* Records to use

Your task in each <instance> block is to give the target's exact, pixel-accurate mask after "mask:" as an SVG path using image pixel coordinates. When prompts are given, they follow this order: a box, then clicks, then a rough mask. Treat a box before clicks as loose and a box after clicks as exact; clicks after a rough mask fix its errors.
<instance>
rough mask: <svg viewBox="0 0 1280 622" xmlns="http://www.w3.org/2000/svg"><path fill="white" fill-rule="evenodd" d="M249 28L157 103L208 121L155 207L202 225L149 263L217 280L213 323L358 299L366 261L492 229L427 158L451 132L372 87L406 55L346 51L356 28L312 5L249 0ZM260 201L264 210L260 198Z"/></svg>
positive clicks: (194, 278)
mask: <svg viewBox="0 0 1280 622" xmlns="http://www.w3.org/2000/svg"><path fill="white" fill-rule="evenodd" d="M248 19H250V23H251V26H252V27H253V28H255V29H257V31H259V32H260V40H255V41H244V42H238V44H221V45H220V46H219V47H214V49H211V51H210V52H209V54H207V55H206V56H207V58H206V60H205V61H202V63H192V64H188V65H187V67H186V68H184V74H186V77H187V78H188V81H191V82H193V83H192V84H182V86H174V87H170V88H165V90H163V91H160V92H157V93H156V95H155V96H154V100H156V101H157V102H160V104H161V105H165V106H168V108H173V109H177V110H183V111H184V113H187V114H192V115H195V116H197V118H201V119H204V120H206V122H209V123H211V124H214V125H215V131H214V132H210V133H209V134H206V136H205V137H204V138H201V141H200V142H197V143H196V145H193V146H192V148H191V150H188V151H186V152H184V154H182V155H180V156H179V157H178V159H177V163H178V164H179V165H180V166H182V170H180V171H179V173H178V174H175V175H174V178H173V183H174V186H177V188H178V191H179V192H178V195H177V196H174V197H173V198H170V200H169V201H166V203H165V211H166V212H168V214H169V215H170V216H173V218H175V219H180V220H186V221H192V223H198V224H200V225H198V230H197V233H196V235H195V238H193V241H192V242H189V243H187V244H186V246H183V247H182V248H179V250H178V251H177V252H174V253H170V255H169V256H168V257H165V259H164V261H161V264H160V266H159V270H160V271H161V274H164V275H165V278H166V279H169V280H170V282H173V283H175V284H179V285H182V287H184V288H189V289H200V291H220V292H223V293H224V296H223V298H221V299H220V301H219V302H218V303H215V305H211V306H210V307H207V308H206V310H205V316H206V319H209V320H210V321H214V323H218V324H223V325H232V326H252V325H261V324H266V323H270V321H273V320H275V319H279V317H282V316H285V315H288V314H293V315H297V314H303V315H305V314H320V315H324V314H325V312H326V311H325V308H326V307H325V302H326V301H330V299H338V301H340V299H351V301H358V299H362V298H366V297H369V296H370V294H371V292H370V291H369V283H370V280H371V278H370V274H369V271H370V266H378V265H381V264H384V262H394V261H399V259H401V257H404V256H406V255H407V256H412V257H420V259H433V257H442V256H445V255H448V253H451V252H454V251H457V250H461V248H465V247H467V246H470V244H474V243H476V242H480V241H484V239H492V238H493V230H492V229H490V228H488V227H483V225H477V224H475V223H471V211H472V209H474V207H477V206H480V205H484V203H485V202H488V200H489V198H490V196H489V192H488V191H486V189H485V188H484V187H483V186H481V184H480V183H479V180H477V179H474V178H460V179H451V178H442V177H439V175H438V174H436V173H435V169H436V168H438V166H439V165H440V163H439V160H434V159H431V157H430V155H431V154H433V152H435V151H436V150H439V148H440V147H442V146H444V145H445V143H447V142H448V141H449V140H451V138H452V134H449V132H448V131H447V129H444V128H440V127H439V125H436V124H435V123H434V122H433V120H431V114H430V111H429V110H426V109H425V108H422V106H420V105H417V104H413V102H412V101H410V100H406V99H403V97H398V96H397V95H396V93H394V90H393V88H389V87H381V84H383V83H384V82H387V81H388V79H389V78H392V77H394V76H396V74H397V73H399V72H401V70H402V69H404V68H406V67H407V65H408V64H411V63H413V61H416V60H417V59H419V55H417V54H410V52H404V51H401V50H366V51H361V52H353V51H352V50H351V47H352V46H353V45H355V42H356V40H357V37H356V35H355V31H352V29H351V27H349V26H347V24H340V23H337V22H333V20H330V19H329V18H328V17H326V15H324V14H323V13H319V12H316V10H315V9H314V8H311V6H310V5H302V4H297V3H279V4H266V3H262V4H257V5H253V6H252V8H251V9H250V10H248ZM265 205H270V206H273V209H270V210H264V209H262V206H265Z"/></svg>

* Exercise prompt
Rewrite the records above with "positive clicks" swapped for "foreground clicks" throughout, leaving everything else unchanged.

* Exercise output
Your task in each <instance> block is to give the target's exact, pixel-accurate mask after "mask:" as an SVG path using image pixel coordinates. When prompts are given, they follow this order: a box, then clicks, then a rough mask. Treat a box before clicks as loose and a box after clicks as exact; clicks after a rough mask fix its errors.
<instance>
rough mask: <svg viewBox="0 0 1280 622" xmlns="http://www.w3.org/2000/svg"><path fill="white" fill-rule="evenodd" d="M249 28L157 103L208 121L155 207L202 225L149 263L217 280L213 323L358 299L366 261L492 229L427 158L451 132L372 87L406 55L346 51L356 28L312 5L249 0ZM260 201L264 210L260 198Z"/></svg>
foreground clicks: (194, 278)
mask: <svg viewBox="0 0 1280 622" xmlns="http://www.w3.org/2000/svg"><path fill="white" fill-rule="evenodd" d="M248 19H250V23H251V26H252V27H253V28H255V29H257V31H259V32H260V40H255V41H244V42H238V44H221V45H220V46H219V47H214V49H211V51H210V52H209V54H207V55H206V56H207V58H206V60H205V61H202V63H192V64H188V65H187V67H186V68H184V74H186V77H187V78H188V81H191V82H193V83H192V84H182V86H174V87H170V88H165V90H163V91H160V92H157V93H156V95H155V96H154V100H156V101H157V102H160V104H161V105H165V106H168V108H173V109H177V110H183V111H184V113H187V114H192V115H195V116H197V118H201V119H204V120H206V122H209V123H211V124H214V125H215V131H214V132H210V133H209V134H206V136H205V137H204V138H201V141H200V142H197V143H196V145H193V146H192V148H191V150H188V151H186V152H184V154H182V155H180V156H179V157H178V159H177V163H178V164H179V165H180V166H182V170H180V171H179V173H178V174H175V175H174V178H173V183H174V186H177V188H178V191H179V192H178V195H177V196H174V197H173V198H170V200H169V201H166V203H165V211H166V212H168V214H169V215H170V216H173V218H175V219H180V220H186V221H192V223H198V224H200V225H198V230H197V233H196V235H195V238H193V241H192V242H189V243H187V244H186V246H183V247H182V248H179V250H178V251H177V252H174V253H170V255H169V256H168V257H165V259H164V261H161V264H160V266H159V270H160V271H161V274H164V275H165V278H166V279H169V280H170V282H173V283H175V284H179V285H182V287H184V288H189V289H200V291H220V292H223V293H224V296H223V298H221V299H220V301H219V302H218V303H215V305H211V306H210V307H207V308H206V310H205V316H206V319H209V320H210V321H214V323H218V324H223V325H232V326H252V325H261V324H266V323H270V321H273V320H275V319H279V317H282V316H285V315H288V314H293V315H297V314H303V315H305V314H320V315H324V314H325V312H326V311H325V308H326V307H325V302H326V301H330V299H338V301H340V299H351V301H358V299H362V298H366V297H369V296H370V294H371V292H370V291H369V283H370V280H371V278H370V274H369V271H370V266H378V265H381V264H384V262H394V261H399V259H401V257H404V256H406V255H407V256H412V257H420V259H433V257H442V256H445V255H448V253H451V252H454V251H457V250H461V248H465V247H467V246H470V244H474V243H476V242H480V241H484V239H492V238H493V230H492V229H490V228H488V227H483V225H477V224H475V223H471V211H472V209H474V207H477V206H480V205H484V203H485V202H488V200H489V198H490V196H489V192H488V191H486V189H485V188H484V187H483V186H481V184H480V183H479V180H477V179H474V178H460V179H451V178H442V177H439V175H438V174H436V173H435V169H436V168H438V166H439V165H440V163H439V160H434V159H431V157H430V155H431V154H433V152H435V151H436V150H439V148H440V147H442V146H444V145H445V143H447V142H448V141H449V140H451V138H452V134H449V132H448V131H447V129H444V128H440V127H439V125H436V124H435V123H434V122H433V120H431V114H430V111H429V110H426V109H425V108H422V106H420V105H417V104H413V102H412V101H410V100H406V99H403V97H398V96H397V95H396V93H394V90H393V88H389V87H381V84H383V83H384V82H387V81H388V79H389V78H392V77H394V76H396V74H397V73H399V72H401V70H402V69H404V68H406V67H407V65H408V64H411V63H413V61H416V60H417V59H419V55H417V54H410V52H404V51H401V50H366V51H361V52H353V51H352V50H351V47H352V46H353V45H355V42H356V40H357V37H356V35H355V31H352V29H351V27H349V26H347V24H340V23H337V22H333V20H330V19H329V18H328V17H326V15H324V14H323V13H319V12H316V10H315V9H314V8H311V6H310V5H302V4H297V3H279V4H266V3H262V4H257V5H253V6H252V8H251V9H250V10H248ZM265 205H270V206H273V209H270V210H264V209H262V206H265Z"/></svg>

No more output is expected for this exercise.